● What you should do
This exercise calls for a copy of every line in the listing below that carries the word "instance".

● Available data
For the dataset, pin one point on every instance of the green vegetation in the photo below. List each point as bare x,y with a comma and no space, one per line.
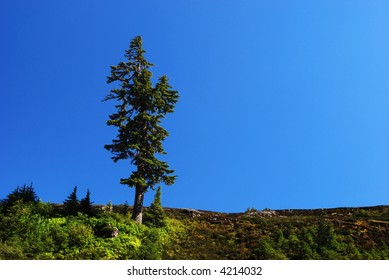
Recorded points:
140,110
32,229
==
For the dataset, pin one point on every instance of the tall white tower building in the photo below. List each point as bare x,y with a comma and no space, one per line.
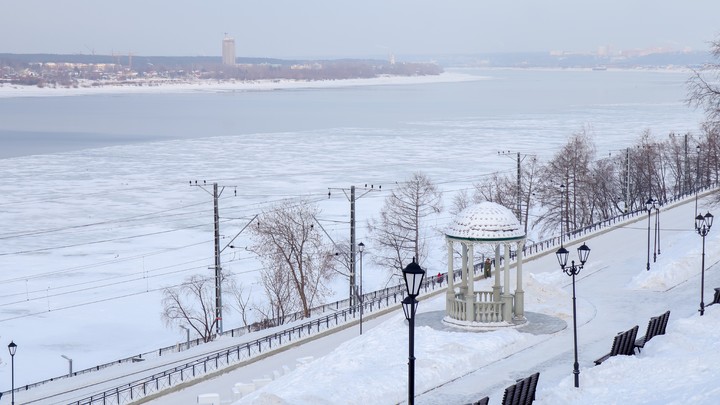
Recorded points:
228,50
---
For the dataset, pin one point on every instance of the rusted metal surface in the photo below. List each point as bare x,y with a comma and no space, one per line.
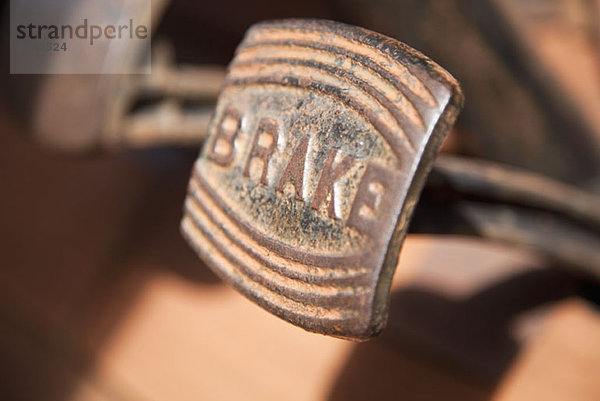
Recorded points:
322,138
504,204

● Answer box
For the dataset, pin one point on every instance of the green vegetation in the photo below. List each point as bare x,y with a comma and no space, one per line.
For the dataset, pin one point on every instance of the tall white tower building in the photo below. List each point as bare x,y with a comma and no space, one per line.
For the dataset, pin one point on every instance of the rusted metal surface in the photo below. List each point as bare x,y with a comma and no space, one per line.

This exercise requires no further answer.